# [WHAT THE TASK ASKS]
From the line that includes "like x=354 y=129." to the closing line of the data, please transcribe every line exactly and add nothing.

# [RECORDS SUPPLIED]
--- START ---

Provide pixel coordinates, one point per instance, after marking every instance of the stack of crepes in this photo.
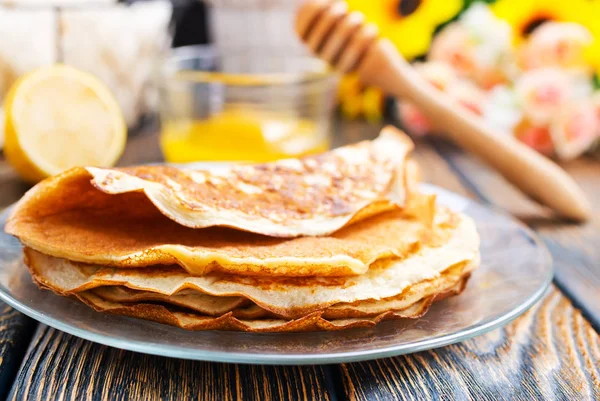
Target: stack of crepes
(327, 242)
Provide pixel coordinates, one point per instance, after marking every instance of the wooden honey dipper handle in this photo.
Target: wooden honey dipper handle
(342, 39)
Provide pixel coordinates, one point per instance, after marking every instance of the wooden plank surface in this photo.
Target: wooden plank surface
(575, 248)
(552, 351)
(16, 331)
(549, 353)
(61, 366)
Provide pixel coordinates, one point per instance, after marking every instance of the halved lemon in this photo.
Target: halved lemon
(58, 117)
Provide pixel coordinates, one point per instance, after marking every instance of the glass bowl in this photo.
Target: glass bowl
(246, 105)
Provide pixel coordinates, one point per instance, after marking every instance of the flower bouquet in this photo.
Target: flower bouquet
(526, 67)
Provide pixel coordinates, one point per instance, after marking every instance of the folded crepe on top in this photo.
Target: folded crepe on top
(344, 240)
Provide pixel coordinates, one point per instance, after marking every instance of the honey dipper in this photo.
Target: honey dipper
(344, 40)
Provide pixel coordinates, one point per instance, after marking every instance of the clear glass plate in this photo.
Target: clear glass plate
(515, 271)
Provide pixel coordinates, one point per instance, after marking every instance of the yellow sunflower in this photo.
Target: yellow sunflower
(409, 24)
(526, 15)
(357, 101)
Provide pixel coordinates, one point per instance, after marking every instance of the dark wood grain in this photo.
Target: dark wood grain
(16, 330)
(549, 353)
(575, 248)
(60, 366)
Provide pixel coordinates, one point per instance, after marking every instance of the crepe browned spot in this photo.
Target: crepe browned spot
(315, 195)
(454, 240)
(71, 219)
(451, 280)
(132, 241)
(234, 320)
(193, 321)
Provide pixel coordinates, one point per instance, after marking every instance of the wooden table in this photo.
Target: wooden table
(552, 352)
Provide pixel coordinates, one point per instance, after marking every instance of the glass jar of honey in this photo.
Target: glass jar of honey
(243, 106)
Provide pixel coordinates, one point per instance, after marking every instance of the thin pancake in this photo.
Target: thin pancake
(452, 279)
(454, 241)
(193, 321)
(312, 196)
(137, 241)
(190, 320)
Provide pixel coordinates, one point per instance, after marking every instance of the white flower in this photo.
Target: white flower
(501, 110)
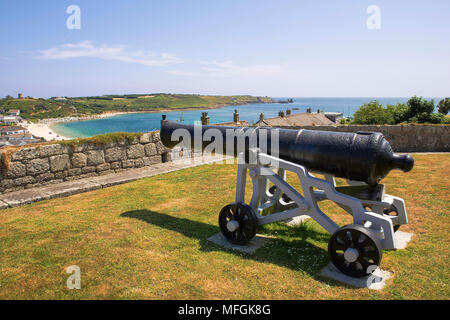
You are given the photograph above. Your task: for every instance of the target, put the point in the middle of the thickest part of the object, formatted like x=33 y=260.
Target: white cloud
x=105 y=52
x=228 y=68
x=182 y=73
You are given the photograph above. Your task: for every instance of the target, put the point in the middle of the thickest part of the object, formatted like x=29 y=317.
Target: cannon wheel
x=284 y=196
x=238 y=223
x=353 y=249
x=392 y=211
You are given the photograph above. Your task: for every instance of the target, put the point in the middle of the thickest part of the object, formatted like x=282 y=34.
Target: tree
x=444 y=106
x=373 y=113
x=399 y=112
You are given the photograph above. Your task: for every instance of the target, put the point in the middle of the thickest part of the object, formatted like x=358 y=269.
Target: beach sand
x=43 y=131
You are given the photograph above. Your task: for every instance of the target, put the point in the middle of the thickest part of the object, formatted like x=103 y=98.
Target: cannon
x=363 y=159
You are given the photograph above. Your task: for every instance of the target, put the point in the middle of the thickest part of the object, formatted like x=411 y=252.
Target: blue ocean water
x=143 y=122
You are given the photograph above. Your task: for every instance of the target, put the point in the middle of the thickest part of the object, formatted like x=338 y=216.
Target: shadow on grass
x=290 y=248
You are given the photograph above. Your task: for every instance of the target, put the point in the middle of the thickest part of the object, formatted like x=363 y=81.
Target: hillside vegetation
x=415 y=110
x=34 y=109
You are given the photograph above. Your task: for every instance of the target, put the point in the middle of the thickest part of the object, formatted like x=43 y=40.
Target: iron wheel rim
x=246 y=218
x=359 y=238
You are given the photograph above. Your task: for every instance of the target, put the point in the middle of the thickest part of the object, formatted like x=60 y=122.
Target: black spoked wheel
x=353 y=249
x=284 y=196
x=392 y=211
x=238 y=223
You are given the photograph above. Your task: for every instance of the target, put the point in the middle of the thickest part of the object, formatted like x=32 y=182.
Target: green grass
x=148 y=240
x=34 y=109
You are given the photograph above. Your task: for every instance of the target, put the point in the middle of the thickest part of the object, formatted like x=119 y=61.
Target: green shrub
x=444 y=106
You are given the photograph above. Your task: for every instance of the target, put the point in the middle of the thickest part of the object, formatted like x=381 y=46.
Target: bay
x=144 y=122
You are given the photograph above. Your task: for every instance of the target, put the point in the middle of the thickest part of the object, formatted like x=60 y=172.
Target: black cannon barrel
x=361 y=156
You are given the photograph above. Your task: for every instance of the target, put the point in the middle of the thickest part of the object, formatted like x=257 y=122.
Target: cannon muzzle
x=361 y=156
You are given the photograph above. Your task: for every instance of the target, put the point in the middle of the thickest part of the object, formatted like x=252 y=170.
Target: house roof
x=242 y=123
x=298 y=119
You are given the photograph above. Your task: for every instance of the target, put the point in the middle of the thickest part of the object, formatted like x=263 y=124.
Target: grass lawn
x=147 y=240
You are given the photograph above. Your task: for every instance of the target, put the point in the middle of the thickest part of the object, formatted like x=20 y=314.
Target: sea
x=144 y=122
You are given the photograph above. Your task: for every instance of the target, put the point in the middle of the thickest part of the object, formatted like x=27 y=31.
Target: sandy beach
x=43 y=131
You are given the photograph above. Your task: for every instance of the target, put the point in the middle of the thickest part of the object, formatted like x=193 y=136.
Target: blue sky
x=276 y=48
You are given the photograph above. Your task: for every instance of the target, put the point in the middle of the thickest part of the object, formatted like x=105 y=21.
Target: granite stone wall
x=52 y=163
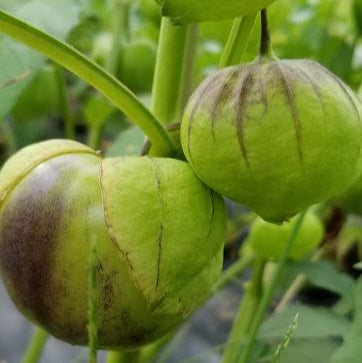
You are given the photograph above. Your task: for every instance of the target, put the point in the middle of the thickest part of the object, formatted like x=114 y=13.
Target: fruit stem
x=36 y=346
x=251 y=300
x=234 y=270
x=92 y=302
x=269 y=292
x=265 y=42
x=237 y=41
x=123 y=357
x=174 y=71
x=64 y=103
x=120 y=10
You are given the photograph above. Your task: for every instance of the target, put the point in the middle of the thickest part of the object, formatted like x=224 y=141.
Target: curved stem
x=36 y=346
x=65 y=104
x=248 y=307
x=229 y=274
x=80 y=65
x=269 y=293
x=173 y=66
x=120 y=10
x=123 y=357
x=238 y=40
x=92 y=302
x=265 y=42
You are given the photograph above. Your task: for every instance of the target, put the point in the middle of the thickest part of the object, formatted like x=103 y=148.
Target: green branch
x=269 y=293
x=238 y=40
x=90 y=72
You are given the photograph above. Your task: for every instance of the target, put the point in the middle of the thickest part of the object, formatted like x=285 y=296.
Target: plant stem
x=36 y=346
x=238 y=40
x=65 y=104
x=96 y=76
x=93 y=297
x=174 y=68
x=123 y=357
x=298 y=283
x=268 y=295
x=120 y=32
x=248 y=307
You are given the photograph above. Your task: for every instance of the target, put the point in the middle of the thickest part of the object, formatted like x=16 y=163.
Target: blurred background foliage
x=39 y=100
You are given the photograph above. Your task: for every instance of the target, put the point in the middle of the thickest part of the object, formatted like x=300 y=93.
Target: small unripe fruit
x=159 y=234
x=269 y=240
x=275 y=135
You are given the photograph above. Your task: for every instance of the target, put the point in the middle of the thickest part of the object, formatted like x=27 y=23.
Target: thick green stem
x=94 y=136
x=36 y=346
x=123 y=357
x=237 y=41
x=244 y=317
x=173 y=71
x=120 y=32
x=269 y=293
x=83 y=67
x=266 y=50
x=64 y=104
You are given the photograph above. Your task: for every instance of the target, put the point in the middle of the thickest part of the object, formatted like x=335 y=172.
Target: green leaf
x=310 y=351
x=312 y=323
x=19 y=64
x=191 y=11
x=324 y=274
x=129 y=143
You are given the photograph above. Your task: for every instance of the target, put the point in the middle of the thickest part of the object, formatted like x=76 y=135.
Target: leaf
x=97 y=110
x=56 y=18
x=310 y=351
x=312 y=323
x=191 y=11
x=129 y=142
x=286 y=339
x=325 y=275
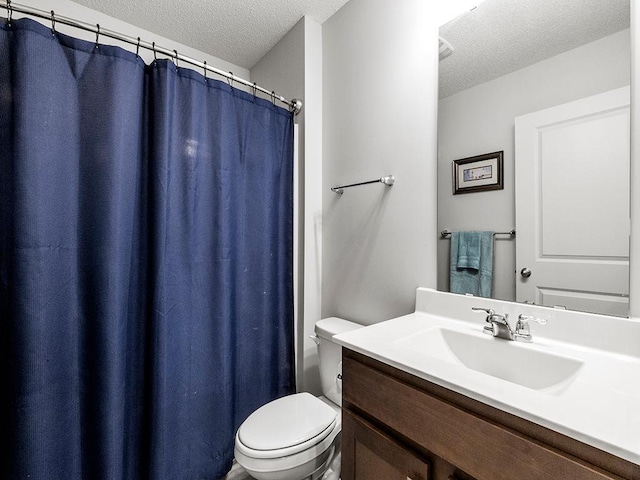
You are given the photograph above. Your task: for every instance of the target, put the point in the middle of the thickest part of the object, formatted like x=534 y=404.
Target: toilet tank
x=331 y=355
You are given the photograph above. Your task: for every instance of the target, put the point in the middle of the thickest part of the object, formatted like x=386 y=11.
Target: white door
x=572 y=204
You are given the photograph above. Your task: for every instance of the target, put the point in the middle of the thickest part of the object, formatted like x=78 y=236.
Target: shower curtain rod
x=295 y=105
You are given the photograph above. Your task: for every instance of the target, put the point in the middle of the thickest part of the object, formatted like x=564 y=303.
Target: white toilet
x=297 y=437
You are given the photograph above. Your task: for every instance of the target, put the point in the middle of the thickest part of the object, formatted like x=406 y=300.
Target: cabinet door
x=367 y=453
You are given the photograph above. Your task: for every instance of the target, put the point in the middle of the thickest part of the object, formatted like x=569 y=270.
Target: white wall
x=634 y=245
x=481 y=120
x=380 y=86
x=66 y=8
x=294 y=68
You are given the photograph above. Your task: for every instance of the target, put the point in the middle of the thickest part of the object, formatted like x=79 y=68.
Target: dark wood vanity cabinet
x=397 y=426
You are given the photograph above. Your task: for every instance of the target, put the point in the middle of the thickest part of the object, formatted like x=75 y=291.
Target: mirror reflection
x=545 y=84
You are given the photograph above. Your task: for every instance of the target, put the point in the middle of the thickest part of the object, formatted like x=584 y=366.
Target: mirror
x=512 y=59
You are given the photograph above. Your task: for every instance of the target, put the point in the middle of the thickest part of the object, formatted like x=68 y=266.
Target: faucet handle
x=522 y=325
x=488 y=311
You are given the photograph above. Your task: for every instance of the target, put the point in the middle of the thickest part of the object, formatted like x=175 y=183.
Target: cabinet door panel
x=368 y=453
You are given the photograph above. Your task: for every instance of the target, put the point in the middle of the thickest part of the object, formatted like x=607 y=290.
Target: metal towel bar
x=387 y=180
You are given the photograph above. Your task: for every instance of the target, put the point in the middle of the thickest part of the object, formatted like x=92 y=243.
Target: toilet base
x=324 y=467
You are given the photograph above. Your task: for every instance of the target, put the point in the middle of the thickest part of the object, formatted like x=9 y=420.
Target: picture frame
x=479 y=173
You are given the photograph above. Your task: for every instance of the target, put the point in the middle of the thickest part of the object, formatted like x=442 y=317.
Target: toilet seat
x=287 y=426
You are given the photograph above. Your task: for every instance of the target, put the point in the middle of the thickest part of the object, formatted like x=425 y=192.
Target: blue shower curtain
x=146 y=299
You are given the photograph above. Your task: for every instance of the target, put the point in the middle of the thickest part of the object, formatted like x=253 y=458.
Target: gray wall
x=294 y=68
x=379 y=118
x=481 y=120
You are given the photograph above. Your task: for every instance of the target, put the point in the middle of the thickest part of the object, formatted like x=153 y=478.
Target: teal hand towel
x=471 y=263
x=469 y=250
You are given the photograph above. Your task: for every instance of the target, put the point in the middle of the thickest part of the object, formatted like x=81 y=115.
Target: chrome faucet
x=523 y=333
x=498 y=325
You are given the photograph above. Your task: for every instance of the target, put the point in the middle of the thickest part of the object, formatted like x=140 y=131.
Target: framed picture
x=478 y=174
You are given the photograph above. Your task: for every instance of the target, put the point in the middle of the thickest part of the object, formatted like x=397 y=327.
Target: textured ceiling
x=238 y=31
x=502 y=36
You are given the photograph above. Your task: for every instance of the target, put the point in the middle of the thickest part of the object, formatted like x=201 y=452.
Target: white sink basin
x=514 y=362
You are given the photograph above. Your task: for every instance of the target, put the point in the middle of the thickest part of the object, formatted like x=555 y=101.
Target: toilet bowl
x=297 y=437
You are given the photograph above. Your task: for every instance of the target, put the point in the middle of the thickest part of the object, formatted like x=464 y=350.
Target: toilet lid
x=286 y=422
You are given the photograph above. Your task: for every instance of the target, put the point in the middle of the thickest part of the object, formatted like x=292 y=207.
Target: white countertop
x=600 y=406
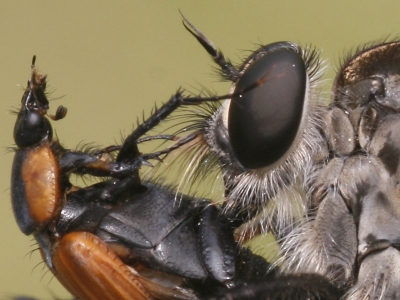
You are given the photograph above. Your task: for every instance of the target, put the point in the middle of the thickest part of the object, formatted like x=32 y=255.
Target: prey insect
x=280 y=138
x=123 y=238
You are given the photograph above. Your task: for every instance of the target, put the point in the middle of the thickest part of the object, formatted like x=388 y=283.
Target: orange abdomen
x=35 y=187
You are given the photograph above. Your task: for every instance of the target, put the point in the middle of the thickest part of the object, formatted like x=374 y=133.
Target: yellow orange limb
x=90 y=270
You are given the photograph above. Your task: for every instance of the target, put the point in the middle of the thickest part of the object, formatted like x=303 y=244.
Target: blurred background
x=112 y=60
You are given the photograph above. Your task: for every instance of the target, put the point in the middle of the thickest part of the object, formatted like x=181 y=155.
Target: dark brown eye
x=31 y=128
x=264 y=121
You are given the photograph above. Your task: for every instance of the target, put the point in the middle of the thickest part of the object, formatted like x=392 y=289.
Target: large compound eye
x=264 y=121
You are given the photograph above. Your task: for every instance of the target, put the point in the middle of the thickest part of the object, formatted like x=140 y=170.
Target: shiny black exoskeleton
x=122 y=238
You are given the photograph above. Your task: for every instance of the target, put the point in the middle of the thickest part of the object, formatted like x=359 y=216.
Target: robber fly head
x=265 y=134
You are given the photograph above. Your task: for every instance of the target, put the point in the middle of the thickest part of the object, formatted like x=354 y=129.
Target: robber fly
x=123 y=238
x=279 y=138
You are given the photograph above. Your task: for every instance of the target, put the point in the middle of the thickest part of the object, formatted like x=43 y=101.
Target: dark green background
x=113 y=59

--- END ---

# [OUTPUT BELOW]
You are given the photograph above. Your task: for every instance of the target, put the point in the middle of the thickest part of the object, formatted like x=354 y=129.
Target: robber fly
x=123 y=238
x=279 y=138
You are given the photograph above. Your task: for every instance of the target, put the point in the middle of the thickest part of the object, formatted like x=43 y=101.
Target: dark green background
x=113 y=59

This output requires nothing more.